→ **Your assignment**:
Please print the records below word for word.

→ **Material to process**:
○ ○ ○ ○ ○ ○ ○
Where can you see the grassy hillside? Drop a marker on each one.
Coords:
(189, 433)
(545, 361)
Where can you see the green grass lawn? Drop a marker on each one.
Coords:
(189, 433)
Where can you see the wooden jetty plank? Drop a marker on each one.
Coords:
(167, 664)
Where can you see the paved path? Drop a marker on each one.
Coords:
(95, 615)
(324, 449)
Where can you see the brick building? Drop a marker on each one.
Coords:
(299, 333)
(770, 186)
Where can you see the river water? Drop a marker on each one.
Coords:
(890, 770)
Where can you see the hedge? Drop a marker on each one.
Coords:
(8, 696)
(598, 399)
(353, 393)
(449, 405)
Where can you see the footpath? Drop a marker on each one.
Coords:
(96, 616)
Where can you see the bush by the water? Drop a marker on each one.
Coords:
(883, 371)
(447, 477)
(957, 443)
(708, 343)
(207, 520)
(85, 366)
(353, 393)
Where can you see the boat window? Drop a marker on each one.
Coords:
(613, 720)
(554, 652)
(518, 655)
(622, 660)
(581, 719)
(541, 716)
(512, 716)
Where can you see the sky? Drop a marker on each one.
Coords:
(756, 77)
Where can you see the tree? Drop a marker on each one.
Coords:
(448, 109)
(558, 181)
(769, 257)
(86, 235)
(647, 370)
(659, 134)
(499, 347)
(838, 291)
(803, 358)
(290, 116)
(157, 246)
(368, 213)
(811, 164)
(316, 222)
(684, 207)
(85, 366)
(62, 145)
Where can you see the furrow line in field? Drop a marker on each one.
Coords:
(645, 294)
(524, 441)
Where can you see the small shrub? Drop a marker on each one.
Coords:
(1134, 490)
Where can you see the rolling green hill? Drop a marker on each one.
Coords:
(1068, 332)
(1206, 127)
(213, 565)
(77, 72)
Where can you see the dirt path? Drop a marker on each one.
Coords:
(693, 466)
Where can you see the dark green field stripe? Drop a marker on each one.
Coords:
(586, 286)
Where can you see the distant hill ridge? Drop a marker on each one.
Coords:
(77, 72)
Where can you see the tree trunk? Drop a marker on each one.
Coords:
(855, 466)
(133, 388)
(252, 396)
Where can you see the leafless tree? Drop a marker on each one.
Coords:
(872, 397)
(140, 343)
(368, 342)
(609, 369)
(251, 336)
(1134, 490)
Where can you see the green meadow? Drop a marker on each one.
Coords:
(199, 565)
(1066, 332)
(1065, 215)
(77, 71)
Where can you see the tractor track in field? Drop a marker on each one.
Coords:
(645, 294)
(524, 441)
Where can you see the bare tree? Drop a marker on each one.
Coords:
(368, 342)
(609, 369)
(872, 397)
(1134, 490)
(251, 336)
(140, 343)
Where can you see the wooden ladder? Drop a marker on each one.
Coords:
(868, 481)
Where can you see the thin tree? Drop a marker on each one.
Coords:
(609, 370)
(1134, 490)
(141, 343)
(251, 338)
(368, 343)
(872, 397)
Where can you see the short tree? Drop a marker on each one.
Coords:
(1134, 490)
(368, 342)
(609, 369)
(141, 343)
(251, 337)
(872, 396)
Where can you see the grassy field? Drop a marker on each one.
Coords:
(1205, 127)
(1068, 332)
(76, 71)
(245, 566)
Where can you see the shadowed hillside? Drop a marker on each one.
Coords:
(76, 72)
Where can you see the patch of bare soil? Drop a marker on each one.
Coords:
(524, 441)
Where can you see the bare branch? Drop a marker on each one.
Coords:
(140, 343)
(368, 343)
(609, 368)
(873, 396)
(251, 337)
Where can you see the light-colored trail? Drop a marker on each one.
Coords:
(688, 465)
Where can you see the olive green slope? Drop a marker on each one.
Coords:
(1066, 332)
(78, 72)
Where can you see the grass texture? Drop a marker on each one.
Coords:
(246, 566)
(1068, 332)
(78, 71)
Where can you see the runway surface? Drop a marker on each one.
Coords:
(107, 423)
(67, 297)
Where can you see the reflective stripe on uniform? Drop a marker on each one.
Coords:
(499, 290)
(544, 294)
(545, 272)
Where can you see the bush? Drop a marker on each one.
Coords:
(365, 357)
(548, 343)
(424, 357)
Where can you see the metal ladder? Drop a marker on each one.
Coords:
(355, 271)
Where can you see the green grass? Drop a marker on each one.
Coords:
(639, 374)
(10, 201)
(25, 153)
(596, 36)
○ ○ ○ ○ ○ ○ ○
→ **Solution to the exercise**:
Where can you see the grassy hillside? Drop a marker on each one.
Coords:
(189, 433)
(545, 361)
Where can you see the green grass lawn? Drop a marker on each one.
Coords:
(189, 433)
Where can you see the wooden jetty plank? Drop a marker on each one.
Coords:
(167, 664)
Where can you see the paved path? Drop a marker on each one.
Coords:
(95, 615)
(324, 449)
Where can you see the brick building? Drop a marker on each one.
Coords:
(299, 333)
(770, 186)
Where can you see the river water? Drop a marker on each one.
Coords:
(890, 770)
Where can you see the hedge? Drop a marker on each one.
Coords:
(8, 696)
(598, 399)
(353, 393)
(449, 405)
Where can you see the footpath? Drop a marker on each one.
Coords:
(96, 616)
Where can you see the bush by the water? Drop a marker on each one.
Coords:
(883, 371)
(447, 477)
(957, 443)
(708, 343)
(207, 520)
(85, 366)
(353, 393)
Where can you see the boat window? Drop a marker on each one.
Coords:
(613, 720)
(554, 652)
(518, 655)
(622, 660)
(581, 719)
(541, 716)
(512, 716)
Where can you see the sky? Drop a marker on each one.
Coords:
(756, 77)
Where can you see the tree? Drop a marker on each one.
Coords:
(448, 109)
(558, 181)
(769, 257)
(86, 235)
(647, 370)
(659, 134)
(499, 347)
(838, 291)
(803, 358)
(290, 116)
(157, 246)
(368, 213)
(811, 164)
(316, 222)
(684, 207)
(85, 366)
(62, 145)
Where can you see the furrow line in field? Drop a marker on each one.
Coords:
(645, 294)
(524, 441)
Where can you see the small shrub? Drop a marker on each one.
Coords:
(1134, 490)
Where can you see the rolling green hill? Drop a marker on each one.
Coords:
(1068, 332)
(1206, 127)
(213, 565)
(77, 72)
Where can you see the dirt path? Drop a marker on each one.
Coords:
(693, 466)
Where can you see the dark green field stripe? Drop a marker on each one.
Coords:
(586, 286)
Where can you see the distant hill ridge? Drop a marker on each one.
Coords:
(77, 72)
Where can you see the tree trunk? Drop a marker on each one.
Coords:
(855, 466)
(133, 388)
(252, 396)
Where can you see the leafless tree? Drop a marker on each one.
Coords:
(872, 397)
(140, 343)
(368, 342)
(609, 369)
(251, 336)
(1134, 490)
Where can you see the green meadow? Drop a marker on each one.
Coords:
(199, 565)
(1066, 332)
(1065, 215)
(77, 71)
Where can you see the tractor track in field? Drop a marker on each one.
Coords:
(645, 294)
(524, 441)
Where can you see the bare tree? Drop a marker on each one.
Coords:
(368, 342)
(609, 369)
(872, 397)
(1134, 490)
(251, 336)
(140, 343)
Where can you see the wooden ladder? Drop a marker on each one.
Coords:
(868, 481)
Where can you see the thin tree? Drop a marker on each one.
Coords:
(609, 370)
(1134, 490)
(141, 343)
(251, 338)
(368, 343)
(872, 397)
Where can you see the short tree? Drop a marker on each one.
Coords:
(1134, 490)
(368, 342)
(609, 369)
(141, 343)
(251, 337)
(872, 396)
Where can you see the grassy field? Drop a marker on each one.
Coords:
(1205, 127)
(1068, 332)
(76, 71)
(245, 566)
Where can you see the shadowed hillside? Drop a marker on each one.
Coords:
(76, 72)
Where can you see the patch of bare soil? Drop a marker on each one.
Coords:
(524, 441)
Where can you see the bare branch? Drop a marker on each one.
Coords:
(140, 343)
(368, 343)
(609, 368)
(873, 396)
(251, 337)
Where can you see the light-colored trail? Drop a marker on each one.
Coords:
(688, 465)
Where can you see the olive green slope? Drop a marker on each one.
Coords:
(1066, 332)
(78, 72)
Where can you see the grass texture? Drop a marker on each one.
Coords:
(246, 566)
(1068, 332)
(78, 71)
Where can you see the runway surface? Drop a marker on each one.
Coords:
(107, 423)
(67, 297)
Where can you see the reflective stripe on uniform? Drop a marker on each one.
Coords:
(499, 290)
(544, 294)
(545, 272)
Where can you see the bush? Drop a marker on each one.
Coords:
(365, 357)
(548, 343)
(424, 357)
Where can you see the metal ladder? Drop a marker on each one.
Coords:
(355, 271)
Where can you see the green grass? Drop a marker on each one.
Coords:
(639, 374)
(10, 201)
(25, 153)
(596, 36)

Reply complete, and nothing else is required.